* **Exercise**
Copy nothing but the lines from the one containing "Task: mark each instance of the snow-covered" through the last line of the records, repeated exactly and without pictures.

Location annotation dataset excerpts
○ ○ ○ ○ ○
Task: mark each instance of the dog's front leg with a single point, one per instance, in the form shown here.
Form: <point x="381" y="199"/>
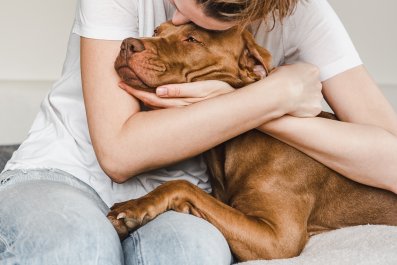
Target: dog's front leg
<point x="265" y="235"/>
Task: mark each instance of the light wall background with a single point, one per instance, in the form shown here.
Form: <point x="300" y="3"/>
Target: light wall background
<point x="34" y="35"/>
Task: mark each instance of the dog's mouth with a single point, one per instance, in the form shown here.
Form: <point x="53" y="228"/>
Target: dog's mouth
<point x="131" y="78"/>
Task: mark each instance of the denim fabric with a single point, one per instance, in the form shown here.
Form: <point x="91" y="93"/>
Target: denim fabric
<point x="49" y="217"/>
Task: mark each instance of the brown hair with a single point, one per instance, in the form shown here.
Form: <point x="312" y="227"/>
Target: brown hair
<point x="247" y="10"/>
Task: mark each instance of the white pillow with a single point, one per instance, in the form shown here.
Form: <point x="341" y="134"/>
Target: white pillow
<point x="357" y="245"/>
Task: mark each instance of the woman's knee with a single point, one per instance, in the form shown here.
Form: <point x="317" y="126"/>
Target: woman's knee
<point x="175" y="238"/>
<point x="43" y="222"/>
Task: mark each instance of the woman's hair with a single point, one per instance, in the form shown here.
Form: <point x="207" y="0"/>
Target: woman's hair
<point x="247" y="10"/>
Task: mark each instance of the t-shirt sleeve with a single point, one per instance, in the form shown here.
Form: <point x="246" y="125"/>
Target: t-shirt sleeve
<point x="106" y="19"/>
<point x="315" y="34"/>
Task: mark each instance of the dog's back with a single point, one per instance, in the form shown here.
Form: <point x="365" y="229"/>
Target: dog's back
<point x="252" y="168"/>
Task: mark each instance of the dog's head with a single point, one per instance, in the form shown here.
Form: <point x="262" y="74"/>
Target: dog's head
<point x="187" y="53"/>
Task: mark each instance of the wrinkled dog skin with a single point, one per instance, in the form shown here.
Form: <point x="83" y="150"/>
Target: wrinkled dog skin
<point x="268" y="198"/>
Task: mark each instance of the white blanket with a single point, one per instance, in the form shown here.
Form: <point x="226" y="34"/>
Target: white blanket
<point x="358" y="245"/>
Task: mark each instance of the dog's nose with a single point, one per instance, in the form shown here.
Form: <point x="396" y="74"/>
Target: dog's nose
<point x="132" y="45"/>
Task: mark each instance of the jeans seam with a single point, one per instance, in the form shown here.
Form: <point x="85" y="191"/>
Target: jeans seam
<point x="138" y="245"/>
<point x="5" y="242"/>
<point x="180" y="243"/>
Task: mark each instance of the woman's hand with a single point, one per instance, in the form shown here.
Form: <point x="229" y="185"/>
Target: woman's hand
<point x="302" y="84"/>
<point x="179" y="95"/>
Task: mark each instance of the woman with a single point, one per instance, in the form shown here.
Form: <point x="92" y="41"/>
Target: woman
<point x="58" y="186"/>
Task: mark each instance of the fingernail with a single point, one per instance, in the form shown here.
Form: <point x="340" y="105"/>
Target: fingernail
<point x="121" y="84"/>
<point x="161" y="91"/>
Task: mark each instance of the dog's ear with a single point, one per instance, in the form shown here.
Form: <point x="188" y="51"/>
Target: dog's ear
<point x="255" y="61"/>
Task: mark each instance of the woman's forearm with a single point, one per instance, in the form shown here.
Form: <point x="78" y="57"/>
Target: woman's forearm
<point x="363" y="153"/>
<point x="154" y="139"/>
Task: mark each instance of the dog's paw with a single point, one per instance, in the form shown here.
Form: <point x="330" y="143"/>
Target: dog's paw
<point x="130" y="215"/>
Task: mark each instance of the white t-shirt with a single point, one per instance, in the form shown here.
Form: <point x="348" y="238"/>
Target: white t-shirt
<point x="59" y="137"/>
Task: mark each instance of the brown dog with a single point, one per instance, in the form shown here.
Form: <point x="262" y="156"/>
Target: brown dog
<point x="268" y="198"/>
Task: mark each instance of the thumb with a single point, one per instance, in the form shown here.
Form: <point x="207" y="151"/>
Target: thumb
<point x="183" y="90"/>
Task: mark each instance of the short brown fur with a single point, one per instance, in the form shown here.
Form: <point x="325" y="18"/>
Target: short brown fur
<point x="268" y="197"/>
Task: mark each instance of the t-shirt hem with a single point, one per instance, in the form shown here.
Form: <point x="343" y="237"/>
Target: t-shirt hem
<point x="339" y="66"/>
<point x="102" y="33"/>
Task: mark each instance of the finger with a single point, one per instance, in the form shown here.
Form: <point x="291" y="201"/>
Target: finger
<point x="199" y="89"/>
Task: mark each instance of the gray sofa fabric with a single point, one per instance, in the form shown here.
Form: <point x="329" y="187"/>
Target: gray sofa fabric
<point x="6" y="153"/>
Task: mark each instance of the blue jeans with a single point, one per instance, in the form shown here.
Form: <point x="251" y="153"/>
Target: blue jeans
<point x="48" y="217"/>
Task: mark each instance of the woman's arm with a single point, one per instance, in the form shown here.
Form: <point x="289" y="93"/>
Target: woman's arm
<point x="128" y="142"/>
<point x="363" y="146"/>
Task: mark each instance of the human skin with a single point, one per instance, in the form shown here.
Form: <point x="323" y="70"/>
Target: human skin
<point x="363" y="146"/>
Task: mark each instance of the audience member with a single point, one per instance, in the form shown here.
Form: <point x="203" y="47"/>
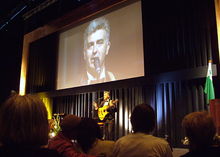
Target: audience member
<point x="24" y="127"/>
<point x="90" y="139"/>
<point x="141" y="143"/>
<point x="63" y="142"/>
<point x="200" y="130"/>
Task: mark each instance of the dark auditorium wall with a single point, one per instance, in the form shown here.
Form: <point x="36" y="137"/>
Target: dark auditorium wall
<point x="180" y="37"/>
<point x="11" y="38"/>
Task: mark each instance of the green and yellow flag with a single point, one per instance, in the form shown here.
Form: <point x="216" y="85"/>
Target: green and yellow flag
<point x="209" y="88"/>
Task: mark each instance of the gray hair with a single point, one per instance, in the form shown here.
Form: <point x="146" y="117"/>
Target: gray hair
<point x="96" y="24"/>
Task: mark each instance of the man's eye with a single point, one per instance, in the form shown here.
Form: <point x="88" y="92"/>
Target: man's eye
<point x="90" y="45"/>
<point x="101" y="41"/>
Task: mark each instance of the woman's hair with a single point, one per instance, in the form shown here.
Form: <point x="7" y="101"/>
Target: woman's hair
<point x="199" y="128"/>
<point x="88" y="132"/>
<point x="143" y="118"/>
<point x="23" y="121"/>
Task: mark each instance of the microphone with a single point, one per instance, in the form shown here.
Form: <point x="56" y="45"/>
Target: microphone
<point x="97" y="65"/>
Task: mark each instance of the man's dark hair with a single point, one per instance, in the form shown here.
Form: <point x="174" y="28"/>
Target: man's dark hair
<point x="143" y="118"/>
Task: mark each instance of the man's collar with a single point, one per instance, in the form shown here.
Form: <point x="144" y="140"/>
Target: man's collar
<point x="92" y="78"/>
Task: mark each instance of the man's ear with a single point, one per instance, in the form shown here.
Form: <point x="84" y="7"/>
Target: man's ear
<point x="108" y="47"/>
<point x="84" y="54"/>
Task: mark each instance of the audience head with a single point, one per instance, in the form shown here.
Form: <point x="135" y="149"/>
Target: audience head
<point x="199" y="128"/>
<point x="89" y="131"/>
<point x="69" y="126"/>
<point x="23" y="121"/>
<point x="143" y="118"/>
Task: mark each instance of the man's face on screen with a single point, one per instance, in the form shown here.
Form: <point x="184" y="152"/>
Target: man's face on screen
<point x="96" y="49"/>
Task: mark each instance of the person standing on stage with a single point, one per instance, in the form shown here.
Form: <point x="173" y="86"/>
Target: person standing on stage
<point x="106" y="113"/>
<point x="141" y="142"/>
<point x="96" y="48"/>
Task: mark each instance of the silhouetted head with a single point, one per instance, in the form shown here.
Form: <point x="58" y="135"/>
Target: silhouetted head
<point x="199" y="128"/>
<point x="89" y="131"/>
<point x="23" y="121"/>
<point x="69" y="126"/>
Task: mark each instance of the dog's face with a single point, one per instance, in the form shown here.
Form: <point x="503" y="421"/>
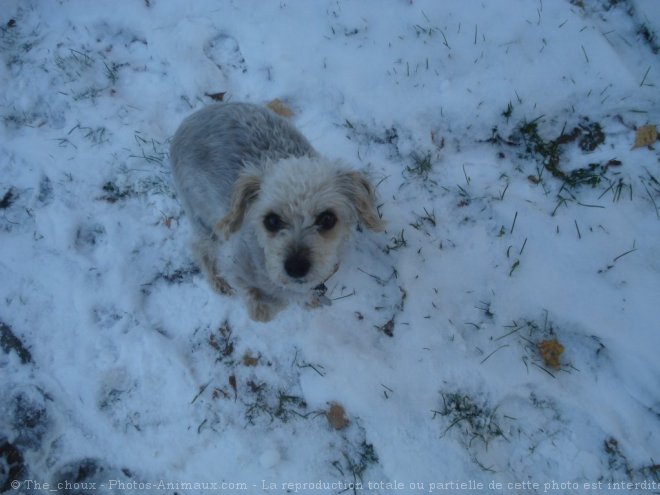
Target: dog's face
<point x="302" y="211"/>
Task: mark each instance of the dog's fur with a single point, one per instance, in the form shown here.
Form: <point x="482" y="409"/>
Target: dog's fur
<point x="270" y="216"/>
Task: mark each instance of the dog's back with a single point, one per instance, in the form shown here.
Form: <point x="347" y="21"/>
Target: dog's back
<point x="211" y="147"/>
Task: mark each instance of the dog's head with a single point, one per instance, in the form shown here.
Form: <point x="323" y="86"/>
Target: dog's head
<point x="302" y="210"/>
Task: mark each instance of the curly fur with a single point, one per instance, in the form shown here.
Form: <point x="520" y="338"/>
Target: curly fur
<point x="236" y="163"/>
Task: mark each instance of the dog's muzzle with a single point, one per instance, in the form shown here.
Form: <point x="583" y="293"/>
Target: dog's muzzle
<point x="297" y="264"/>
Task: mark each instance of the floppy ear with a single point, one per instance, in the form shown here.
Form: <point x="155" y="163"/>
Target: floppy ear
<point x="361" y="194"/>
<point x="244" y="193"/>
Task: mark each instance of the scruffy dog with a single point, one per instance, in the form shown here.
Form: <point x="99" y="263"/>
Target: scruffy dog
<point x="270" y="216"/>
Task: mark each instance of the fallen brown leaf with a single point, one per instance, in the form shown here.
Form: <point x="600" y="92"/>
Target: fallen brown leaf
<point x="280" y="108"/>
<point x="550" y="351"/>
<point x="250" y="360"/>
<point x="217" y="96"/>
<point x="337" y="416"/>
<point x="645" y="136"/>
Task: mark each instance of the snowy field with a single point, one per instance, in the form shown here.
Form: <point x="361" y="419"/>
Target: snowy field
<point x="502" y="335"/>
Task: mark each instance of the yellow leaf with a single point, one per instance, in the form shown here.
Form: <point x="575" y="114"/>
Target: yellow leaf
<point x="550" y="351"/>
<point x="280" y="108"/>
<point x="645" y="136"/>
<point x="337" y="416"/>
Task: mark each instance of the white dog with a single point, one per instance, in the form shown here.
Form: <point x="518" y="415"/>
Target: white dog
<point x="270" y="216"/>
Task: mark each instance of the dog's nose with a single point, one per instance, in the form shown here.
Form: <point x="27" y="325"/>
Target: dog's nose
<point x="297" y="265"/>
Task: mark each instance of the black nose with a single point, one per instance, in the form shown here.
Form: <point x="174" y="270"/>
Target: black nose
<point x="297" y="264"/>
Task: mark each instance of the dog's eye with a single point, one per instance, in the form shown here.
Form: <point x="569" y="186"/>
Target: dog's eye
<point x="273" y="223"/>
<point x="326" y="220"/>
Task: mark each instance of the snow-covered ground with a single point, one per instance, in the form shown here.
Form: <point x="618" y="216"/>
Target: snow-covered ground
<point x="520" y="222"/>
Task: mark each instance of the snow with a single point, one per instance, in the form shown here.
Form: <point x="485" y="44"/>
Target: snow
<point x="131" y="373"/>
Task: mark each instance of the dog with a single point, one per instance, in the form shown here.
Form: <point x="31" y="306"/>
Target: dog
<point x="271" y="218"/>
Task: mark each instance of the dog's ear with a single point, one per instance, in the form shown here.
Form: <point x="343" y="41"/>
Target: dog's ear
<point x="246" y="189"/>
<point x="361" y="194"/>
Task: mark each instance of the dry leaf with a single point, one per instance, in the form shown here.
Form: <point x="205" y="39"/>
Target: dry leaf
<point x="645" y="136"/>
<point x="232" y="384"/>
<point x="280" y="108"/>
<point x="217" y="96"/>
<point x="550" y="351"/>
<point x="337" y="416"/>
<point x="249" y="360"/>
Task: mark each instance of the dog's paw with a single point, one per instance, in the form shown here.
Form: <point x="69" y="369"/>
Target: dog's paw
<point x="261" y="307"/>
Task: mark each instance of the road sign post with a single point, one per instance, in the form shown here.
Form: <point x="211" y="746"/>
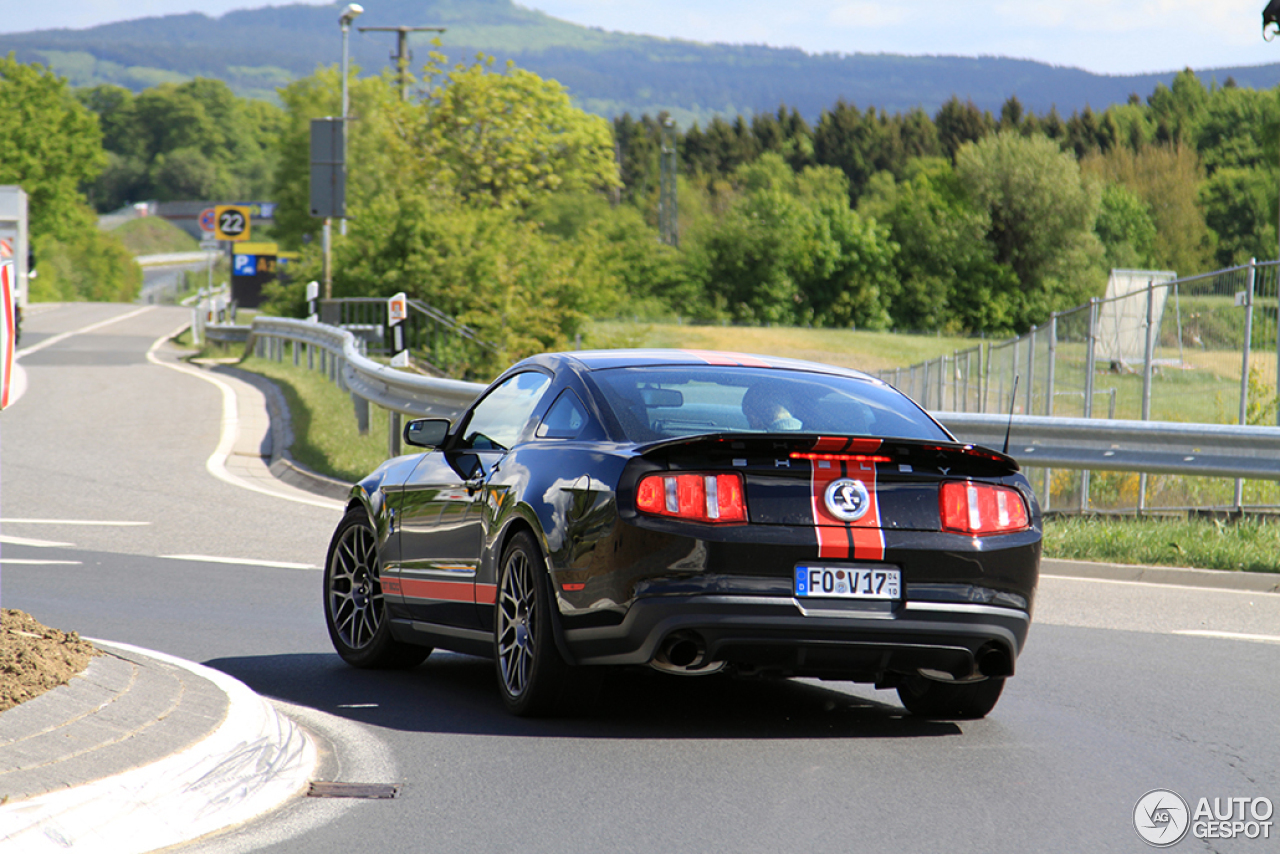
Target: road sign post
○ ○ ○ ○ ○
* **Response to the exercise**
Task: mark each instance of the snow-covered ground with a single point, one per instance, in the form shown here.
Form: <point x="618" y="216"/>
Target: snow-covered ground
<point x="520" y="222"/>
Task: mark each instance of the snow with a single point, one per instance, in the form shown here.
Form: <point x="485" y="44"/>
Target: snow
<point x="131" y="373"/>
Task: mark each instance of the dog with a single point, one per instance, in the form shown here.
Form: <point x="31" y="306"/>
Target: dog
<point x="271" y="218"/>
Task: mark each instance of the dog's ear with a single point, one per instance, in the form shown here.
Form: <point x="343" y="41"/>
Target: dog's ear
<point x="246" y="189"/>
<point x="361" y="194"/>
Task: mark each instance of the dry leaf with a single point, one per instance, in the form shown here.
Form: <point x="205" y="39"/>
Target: dry leaf
<point x="645" y="136"/>
<point x="232" y="384"/>
<point x="280" y="108"/>
<point x="217" y="96"/>
<point x="550" y="351"/>
<point x="337" y="416"/>
<point x="249" y="360"/>
Task: mark each instance of the dog's paw with a single point, one per instance, in the form shown here.
Form: <point x="69" y="369"/>
Target: dog's paw
<point x="261" y="307"/>
Task: mark each instance of the road sign post with a single point, one per instance, in the form shown here.
Form: <point x="211" y="746"/>
Target: road sign post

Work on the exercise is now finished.